EXERCISE INPUTS:
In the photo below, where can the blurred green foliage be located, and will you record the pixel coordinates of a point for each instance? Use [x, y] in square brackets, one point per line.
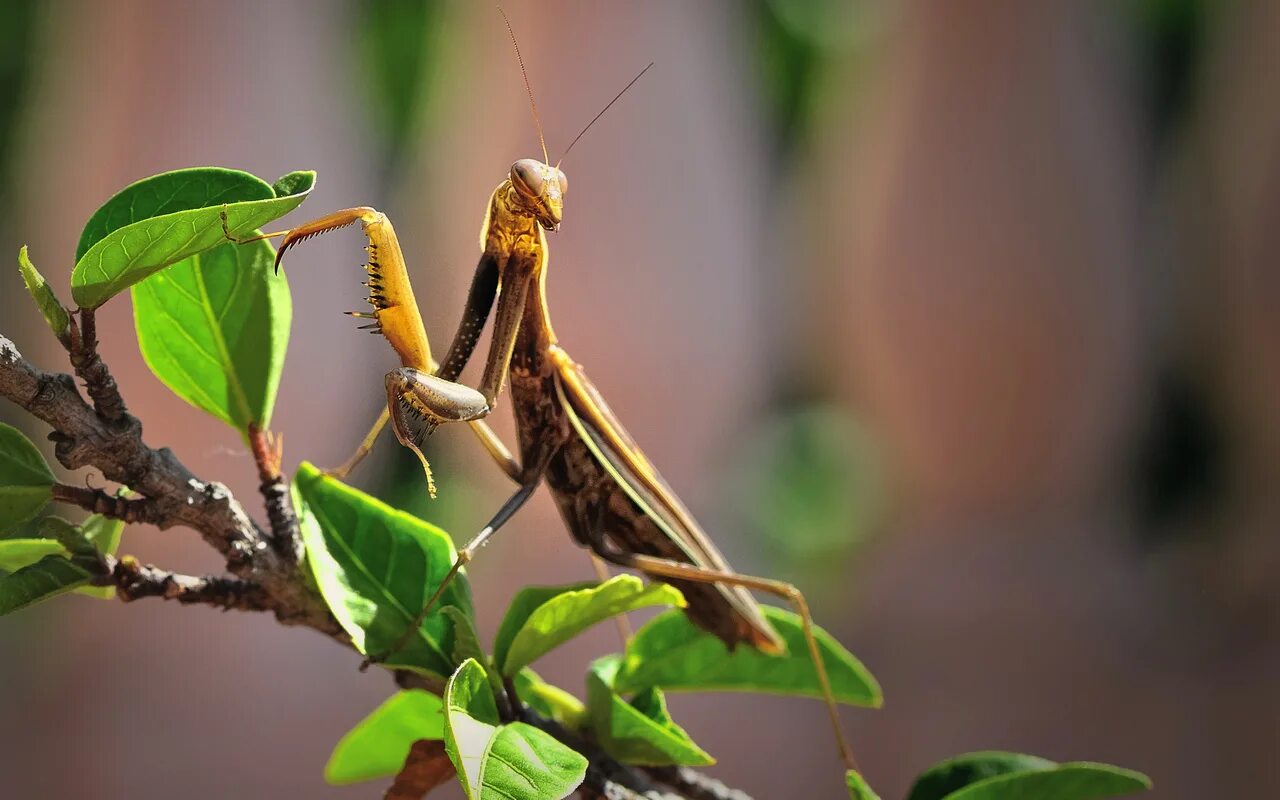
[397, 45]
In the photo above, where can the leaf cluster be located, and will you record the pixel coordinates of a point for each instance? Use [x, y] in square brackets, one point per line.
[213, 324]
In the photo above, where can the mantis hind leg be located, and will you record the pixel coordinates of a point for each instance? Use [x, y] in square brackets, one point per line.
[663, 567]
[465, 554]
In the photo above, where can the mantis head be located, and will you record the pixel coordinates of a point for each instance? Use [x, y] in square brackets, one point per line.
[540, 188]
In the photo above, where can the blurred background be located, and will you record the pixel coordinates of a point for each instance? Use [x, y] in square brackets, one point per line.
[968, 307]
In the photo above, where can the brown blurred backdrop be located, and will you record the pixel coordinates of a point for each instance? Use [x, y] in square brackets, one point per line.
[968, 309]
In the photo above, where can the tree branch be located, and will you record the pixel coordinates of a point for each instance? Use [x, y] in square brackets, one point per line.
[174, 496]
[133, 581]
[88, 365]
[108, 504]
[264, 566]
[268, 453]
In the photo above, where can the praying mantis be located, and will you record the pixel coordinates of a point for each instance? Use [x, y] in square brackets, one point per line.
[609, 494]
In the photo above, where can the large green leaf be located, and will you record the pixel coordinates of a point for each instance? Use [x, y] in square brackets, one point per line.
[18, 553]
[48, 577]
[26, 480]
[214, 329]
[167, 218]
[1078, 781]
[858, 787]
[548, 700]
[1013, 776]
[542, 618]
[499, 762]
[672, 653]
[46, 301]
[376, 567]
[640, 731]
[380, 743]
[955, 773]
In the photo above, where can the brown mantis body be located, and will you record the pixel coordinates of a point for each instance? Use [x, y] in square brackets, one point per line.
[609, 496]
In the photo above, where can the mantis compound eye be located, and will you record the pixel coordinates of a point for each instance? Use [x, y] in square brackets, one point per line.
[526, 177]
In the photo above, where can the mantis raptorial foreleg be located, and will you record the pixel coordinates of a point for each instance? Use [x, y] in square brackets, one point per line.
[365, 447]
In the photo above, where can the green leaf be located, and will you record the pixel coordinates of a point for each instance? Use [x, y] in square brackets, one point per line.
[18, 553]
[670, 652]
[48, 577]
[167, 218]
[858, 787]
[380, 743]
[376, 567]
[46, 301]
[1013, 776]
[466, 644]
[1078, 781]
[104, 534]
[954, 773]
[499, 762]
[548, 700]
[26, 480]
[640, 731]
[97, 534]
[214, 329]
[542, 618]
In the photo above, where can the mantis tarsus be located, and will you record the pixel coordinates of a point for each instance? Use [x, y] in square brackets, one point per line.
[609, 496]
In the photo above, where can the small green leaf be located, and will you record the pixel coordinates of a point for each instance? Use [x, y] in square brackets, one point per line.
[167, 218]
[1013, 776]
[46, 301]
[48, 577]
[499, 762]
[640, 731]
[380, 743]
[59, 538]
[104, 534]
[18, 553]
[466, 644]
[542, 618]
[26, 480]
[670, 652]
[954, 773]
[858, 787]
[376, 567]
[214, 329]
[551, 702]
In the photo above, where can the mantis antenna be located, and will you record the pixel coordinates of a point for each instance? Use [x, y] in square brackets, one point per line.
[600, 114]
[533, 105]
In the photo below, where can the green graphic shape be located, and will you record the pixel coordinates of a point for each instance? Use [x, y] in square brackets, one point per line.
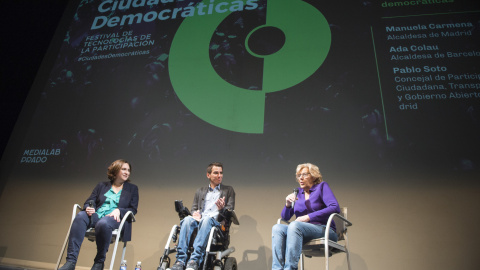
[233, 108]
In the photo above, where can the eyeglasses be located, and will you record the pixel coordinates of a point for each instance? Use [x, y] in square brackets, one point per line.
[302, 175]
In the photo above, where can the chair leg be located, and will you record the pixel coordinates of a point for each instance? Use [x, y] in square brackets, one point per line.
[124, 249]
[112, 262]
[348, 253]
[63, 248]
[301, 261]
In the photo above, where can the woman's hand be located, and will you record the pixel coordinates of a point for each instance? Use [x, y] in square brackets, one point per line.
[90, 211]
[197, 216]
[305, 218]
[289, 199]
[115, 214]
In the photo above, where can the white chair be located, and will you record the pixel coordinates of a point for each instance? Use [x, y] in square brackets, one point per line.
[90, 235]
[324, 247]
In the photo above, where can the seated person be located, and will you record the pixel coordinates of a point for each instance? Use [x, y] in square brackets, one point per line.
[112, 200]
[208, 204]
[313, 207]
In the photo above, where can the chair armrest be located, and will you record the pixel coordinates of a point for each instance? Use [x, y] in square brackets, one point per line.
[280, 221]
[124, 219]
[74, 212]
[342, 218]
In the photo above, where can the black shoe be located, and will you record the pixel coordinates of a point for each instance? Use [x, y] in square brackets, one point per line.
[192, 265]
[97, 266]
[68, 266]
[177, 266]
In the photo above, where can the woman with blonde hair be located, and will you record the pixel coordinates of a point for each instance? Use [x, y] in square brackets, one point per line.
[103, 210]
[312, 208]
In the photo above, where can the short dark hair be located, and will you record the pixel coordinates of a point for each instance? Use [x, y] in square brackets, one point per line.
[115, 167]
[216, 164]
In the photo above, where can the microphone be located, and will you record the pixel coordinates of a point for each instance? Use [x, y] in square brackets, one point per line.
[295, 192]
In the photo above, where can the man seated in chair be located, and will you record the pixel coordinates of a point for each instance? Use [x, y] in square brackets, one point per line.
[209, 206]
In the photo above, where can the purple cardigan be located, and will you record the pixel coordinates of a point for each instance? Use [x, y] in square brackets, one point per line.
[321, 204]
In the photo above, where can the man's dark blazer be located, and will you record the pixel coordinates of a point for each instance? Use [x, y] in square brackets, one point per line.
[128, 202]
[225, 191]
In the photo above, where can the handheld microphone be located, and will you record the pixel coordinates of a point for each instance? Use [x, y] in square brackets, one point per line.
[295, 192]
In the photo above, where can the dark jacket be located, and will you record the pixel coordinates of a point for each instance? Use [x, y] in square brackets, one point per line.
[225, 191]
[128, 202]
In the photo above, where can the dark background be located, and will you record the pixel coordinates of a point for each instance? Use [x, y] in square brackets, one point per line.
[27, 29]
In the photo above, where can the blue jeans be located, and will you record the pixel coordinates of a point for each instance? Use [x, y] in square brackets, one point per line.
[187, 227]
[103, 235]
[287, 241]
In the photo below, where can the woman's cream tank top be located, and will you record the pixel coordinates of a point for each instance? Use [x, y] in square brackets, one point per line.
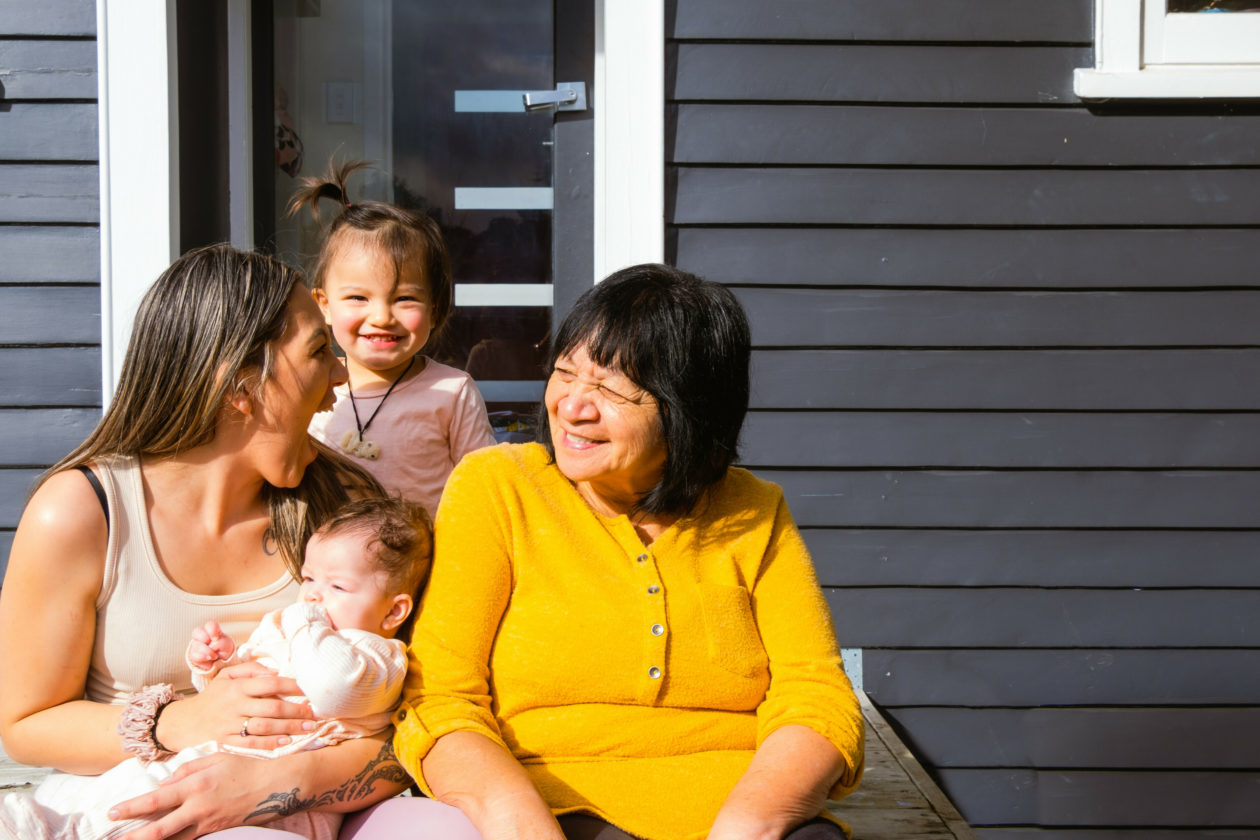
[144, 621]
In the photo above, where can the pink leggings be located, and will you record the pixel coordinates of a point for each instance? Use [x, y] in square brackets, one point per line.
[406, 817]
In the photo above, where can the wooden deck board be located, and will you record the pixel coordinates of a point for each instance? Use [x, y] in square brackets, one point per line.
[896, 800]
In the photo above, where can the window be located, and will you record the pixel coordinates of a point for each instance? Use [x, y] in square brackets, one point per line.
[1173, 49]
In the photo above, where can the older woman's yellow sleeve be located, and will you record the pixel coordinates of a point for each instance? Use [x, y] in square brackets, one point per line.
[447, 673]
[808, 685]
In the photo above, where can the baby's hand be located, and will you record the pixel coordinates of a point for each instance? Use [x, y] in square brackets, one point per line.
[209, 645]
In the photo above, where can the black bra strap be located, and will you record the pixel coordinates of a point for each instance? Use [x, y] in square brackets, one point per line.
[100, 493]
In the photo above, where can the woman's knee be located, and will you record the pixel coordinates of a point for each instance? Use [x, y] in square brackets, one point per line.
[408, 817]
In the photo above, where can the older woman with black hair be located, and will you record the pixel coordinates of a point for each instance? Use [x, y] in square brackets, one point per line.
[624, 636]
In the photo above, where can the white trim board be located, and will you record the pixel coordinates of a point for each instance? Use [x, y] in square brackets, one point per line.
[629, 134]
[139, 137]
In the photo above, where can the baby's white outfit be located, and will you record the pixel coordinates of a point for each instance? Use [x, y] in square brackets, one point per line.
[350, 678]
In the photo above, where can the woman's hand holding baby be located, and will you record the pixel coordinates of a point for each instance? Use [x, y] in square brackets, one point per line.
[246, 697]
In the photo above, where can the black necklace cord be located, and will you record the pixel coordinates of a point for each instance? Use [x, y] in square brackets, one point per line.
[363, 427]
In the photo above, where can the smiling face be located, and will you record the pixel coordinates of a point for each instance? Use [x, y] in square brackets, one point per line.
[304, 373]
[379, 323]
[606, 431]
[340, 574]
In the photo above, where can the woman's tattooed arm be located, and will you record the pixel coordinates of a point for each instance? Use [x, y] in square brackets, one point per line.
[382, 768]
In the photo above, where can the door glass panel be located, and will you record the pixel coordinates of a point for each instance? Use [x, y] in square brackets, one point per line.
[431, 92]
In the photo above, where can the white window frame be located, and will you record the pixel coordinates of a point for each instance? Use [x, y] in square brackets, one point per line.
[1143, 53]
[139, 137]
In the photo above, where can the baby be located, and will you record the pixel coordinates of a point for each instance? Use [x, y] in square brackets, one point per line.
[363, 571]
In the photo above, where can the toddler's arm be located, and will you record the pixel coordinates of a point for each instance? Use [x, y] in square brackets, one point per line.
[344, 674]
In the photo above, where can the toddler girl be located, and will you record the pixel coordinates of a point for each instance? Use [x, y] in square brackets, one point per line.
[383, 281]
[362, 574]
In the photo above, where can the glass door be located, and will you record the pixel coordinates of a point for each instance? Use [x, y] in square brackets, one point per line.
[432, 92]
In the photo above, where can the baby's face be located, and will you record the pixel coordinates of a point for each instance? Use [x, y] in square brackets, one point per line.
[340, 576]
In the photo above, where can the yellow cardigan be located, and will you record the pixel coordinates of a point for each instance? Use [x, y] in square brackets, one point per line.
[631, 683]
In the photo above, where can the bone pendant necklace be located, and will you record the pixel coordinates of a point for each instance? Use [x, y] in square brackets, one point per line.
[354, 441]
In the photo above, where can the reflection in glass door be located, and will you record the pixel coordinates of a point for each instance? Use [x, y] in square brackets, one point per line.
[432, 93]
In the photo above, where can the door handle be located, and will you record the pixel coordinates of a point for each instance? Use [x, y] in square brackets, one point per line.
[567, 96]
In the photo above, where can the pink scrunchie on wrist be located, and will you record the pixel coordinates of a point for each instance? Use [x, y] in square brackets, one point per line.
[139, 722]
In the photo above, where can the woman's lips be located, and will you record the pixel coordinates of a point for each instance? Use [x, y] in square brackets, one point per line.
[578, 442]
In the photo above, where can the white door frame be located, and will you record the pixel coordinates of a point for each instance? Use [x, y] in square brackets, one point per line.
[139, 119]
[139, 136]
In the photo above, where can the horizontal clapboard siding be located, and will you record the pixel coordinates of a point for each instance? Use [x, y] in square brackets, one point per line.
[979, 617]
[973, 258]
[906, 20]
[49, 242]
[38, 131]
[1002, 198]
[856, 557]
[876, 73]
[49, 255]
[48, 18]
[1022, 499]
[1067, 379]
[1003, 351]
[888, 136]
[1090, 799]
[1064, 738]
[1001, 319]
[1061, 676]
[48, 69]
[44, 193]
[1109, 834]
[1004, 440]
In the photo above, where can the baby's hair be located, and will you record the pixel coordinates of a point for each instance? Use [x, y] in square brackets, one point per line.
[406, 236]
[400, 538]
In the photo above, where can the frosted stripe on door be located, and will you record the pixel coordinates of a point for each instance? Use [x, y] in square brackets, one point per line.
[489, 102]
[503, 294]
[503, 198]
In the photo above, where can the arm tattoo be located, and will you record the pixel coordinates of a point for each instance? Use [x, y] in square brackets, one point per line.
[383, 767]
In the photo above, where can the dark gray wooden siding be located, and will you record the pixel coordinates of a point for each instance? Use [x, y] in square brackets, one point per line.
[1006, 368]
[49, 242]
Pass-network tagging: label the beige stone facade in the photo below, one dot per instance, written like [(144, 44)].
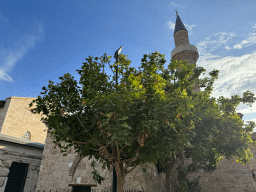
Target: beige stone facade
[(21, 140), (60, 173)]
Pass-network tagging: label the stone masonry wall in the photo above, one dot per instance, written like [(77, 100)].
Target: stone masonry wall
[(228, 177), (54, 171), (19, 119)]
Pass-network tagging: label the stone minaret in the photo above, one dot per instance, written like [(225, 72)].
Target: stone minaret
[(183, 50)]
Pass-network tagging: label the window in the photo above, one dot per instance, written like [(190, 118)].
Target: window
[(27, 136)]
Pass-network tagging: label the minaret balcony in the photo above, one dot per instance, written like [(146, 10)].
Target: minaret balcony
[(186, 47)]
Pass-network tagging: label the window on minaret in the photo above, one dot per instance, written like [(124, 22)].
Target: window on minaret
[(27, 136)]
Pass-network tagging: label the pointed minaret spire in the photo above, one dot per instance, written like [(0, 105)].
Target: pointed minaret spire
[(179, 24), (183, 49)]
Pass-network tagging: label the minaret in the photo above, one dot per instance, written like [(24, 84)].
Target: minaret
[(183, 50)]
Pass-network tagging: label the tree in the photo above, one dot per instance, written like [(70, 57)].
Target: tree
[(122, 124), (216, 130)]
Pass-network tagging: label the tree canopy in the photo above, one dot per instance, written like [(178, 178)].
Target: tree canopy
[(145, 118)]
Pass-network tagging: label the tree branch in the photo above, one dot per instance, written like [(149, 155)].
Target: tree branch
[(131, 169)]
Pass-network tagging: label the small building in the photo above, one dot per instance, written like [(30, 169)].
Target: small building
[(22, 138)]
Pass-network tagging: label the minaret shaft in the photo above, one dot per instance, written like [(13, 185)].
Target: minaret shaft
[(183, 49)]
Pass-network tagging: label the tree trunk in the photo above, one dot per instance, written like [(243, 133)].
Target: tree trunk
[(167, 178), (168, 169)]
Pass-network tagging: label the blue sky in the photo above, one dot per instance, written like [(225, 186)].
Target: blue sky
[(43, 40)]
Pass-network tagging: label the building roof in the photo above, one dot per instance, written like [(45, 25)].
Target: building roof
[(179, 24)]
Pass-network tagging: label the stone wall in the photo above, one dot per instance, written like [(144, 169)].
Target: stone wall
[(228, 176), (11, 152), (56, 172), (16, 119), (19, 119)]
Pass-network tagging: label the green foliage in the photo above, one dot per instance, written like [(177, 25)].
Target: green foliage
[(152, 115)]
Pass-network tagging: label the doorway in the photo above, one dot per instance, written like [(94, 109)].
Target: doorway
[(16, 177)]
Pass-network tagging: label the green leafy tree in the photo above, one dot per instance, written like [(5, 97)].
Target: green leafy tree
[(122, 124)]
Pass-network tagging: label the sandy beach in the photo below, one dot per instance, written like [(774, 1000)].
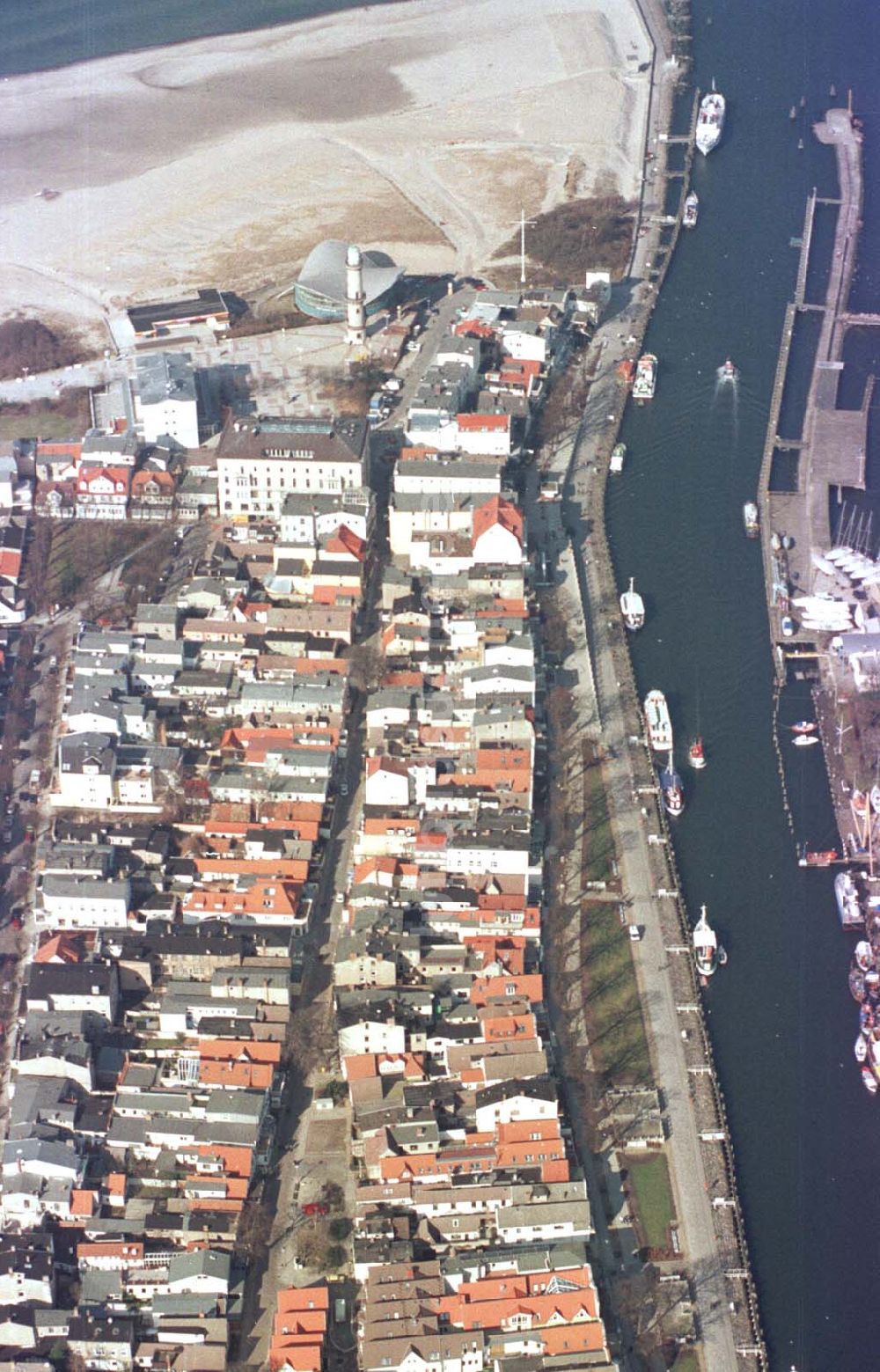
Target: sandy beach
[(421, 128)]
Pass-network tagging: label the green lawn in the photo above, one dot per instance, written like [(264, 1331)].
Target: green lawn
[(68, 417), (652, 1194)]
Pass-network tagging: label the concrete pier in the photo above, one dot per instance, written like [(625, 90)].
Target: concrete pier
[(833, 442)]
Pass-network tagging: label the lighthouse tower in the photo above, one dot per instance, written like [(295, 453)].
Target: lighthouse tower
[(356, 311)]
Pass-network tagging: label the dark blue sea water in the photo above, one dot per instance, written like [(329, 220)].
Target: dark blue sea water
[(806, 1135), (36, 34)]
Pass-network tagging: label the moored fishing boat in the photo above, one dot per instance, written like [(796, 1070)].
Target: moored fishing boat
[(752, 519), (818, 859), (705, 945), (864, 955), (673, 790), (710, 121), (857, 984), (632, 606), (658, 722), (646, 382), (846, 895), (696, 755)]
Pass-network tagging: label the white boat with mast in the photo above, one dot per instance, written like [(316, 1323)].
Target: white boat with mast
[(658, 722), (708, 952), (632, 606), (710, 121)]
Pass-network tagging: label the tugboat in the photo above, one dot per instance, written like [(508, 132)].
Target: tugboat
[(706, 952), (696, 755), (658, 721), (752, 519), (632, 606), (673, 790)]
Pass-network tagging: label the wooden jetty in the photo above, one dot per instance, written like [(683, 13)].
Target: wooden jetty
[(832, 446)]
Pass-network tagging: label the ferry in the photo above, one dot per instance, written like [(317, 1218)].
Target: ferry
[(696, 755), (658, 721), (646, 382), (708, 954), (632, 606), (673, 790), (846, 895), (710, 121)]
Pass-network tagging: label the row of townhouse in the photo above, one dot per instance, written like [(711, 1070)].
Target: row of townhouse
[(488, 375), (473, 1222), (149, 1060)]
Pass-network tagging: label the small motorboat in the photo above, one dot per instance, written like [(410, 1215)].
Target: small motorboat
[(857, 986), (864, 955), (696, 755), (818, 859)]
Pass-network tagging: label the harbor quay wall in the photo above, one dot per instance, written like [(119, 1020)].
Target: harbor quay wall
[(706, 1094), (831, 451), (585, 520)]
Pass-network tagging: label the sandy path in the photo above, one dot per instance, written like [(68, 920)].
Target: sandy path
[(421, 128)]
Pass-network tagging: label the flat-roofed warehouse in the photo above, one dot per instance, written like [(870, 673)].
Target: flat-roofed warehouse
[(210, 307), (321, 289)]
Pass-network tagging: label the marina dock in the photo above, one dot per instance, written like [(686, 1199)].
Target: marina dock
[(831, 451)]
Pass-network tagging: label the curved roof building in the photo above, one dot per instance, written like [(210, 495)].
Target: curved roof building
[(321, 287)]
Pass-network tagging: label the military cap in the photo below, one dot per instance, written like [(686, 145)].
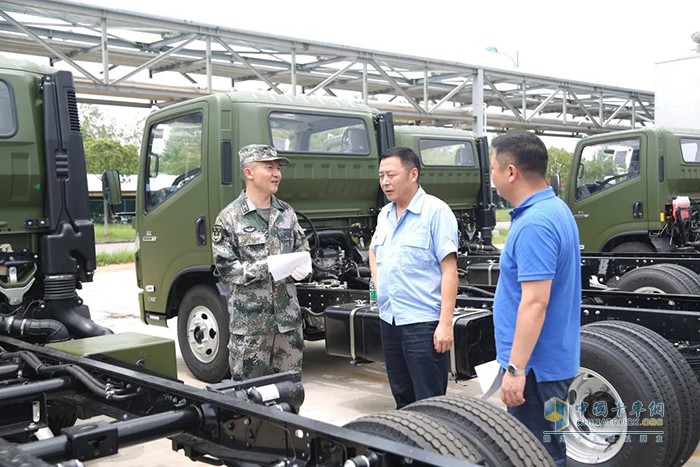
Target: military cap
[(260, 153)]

WORK TO BE COMPLETED: For this exercise, reproduce exactly the lines of the records above from the one with "Target: green foliage" up to and including the one with "Pass-network tagging: label the concrete", without pictures.

FINISHED TASK:
Target: green foliage
[(152, 115)]
Pass-network tagging: label the doorway in the photo above, one dot per instance, written like [(94, 109)].
Target: doorway
[(16, 177)]
Pass-network tagging: label the green leafy tree in the photo above, one dot per instance, written like [(5, 97)].
Target: green leafy tree
[(122, 124)]
Pass-network tagging: label the sandy beach in the photo below, one dot per instance, written like [(774, 1000)].
Target: sandy beach
[(421, 128)]
Pass-network tagging: label the green lawn in the photo above, one dot per instance, written like [(264, 1331)].
Target: green lawn
[(68, 417), (652, 1194)]
Pass-network tagging: label the concrete pier in the photo above, one dot per instance, written like [(625, 90)].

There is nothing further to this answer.